EXTRAIT FOURNI →
Pourtant ils fixent les taux d’intérêt, c’est-à-dire le rapport entre le présent et le futur. Ils manipulent les valeurs des monnaies les unes par rapport aux autres. Ils jonglent avec les prix des actifs, avec la valeur des patrimoines, avec le taux d’inflation et beaucoup d’autres choses encore, moins visibles, plus mathématiques, comme par exemple le risque.

Qui leur a donné ces pouvoirs que je qualifie souvent de démiurgiques ? Qui les a instaurés comme apprentis sorciers ?

Ce n’est pas Alexander Hamilton, le premier secrétaire au Trésor US et ardent défenseur de finances nationales solides. Ce ne sont pas non plus les pères fondateurs de la Fed.

Si les promoteurs du Federal Reserve Act de 1913 pouvaient revenir sur Terre pour voir le résultat de leur œuvre, le choc les tuerait une seconde fois ! A l’époque, le Congrès américain avait envisagé une institution qui devait fonctionner dans le contexte de l’étalon-or international. Il ne faut pas l’oublier.

Cela signifiait que le dollar était défini par un poids fixe d’or. Le vieux Carter Glass, le défenseur de la Fed au Congrès, avait réprimandé les critiques lorsqu’ils avaient osé suggérer qu’il tentait de remplacer le dollar en or par un bout de papier vert.

Eh bien, c’est ce Glass lui-même qui est responsable de la majeure partie du mal qui a suivi. Le préambule législatif de l’acte que Woodrow Wilson a signé en 1913 décrit un projet de loi « visant à fournir une monnaie élastique, afin de permettre l’escompte de billets de trésorerie, d’établir un contrôle plus efficace des opérations bancaires aux Etats-Unis et à d’autres fins  ».

Ces autres fins sont rapidement devenues les fins principales.

L’avènement de la répression financière

A peine l’Amérique est-elle entrée dans la Grande guerre que la Fed a prêté main forte pour faciliter le placement des emprunts du gouvernement destinés à payer les dépenses.

Au moment où le système a célébré son 30ème anniversaire, en 1943, la banque centrale a arrimé les taux d’intérêt afin de supprimer le coût de financement d’une guerre encore plus intense.

C’est ce que l’on appelle répression financière, dont j’ai déjà souvent parlé.

La répression financière est un outil des gouvernements pour financer les guerres — et quand je vous répète que nous sommes en guerre, je ne blague pas. L’autre outil, je vous en parle souvent : c’est le mensonge, la fin de la Vérité.

Quelques enregistrements:
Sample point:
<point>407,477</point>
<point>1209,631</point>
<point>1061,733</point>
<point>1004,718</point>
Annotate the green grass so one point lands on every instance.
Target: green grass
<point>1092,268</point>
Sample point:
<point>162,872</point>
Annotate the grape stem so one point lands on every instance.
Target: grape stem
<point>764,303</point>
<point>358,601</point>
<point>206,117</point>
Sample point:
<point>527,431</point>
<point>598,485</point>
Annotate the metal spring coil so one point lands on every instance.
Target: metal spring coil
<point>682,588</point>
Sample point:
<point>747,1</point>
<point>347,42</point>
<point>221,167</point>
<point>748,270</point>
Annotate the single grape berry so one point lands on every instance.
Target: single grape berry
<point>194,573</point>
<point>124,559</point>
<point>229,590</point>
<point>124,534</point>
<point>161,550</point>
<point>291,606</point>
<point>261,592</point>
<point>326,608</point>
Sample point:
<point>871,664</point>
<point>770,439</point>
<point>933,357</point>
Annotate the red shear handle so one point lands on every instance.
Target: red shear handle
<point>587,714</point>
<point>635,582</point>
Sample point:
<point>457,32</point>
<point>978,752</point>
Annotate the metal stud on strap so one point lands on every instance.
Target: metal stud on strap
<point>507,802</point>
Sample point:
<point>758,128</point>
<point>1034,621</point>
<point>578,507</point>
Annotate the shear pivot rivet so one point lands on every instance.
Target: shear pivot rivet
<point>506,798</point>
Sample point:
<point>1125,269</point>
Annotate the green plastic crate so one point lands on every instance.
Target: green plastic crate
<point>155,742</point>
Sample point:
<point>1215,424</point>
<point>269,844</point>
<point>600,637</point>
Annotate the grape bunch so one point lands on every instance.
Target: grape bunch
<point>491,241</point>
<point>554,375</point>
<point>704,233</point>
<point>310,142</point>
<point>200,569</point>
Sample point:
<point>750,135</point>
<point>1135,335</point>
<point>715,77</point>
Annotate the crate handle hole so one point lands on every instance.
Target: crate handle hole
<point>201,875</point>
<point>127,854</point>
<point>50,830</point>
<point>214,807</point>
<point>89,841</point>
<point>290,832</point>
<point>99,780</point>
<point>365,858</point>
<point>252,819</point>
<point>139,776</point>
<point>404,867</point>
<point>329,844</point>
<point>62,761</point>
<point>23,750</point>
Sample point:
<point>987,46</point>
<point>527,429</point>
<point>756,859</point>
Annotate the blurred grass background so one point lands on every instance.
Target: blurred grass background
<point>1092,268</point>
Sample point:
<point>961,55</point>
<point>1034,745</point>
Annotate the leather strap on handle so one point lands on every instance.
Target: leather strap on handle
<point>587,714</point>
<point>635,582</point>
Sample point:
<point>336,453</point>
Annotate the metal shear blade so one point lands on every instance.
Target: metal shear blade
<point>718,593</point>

CONSIGNES →
1. Reproduisez fidèlement le passage de l'extrait sur la Fed qui commence par "Qui leur a donné" et se termine par "faut pas l’oublier.".
2. Relevez toutes les personnes que l'extrait sur la Fed désigne par leur nom.

RÉPONSES PAR TÂCHE →
1.
Qui leur a donné ces pouvoirs que je qualifie souvent de démiurgiques ? Qui les a instaurés comme apprentis sorciers ?

Ce n’est pas Alexander Hamilton, le premier secrétaire au Trésor US et ardent défenseur de finances nationales solides. Ce ne sont pas non plus les pères fondateurs de la Fed.

Si les promoteurs du Federal Reserve Act de 1913 pouvaient revenir sur Terre pour voir le résultat de leur œuvre, le choc les tuerait une seconde fois ! A l’époque, le Congrès américain avait envisagé une institution qui devait fonctionner dans le contexte de l’étalon-or international. Il ne faut pas l’oublier.

2. Alexander Hamilton, Carter Glass, Woodrow Wilson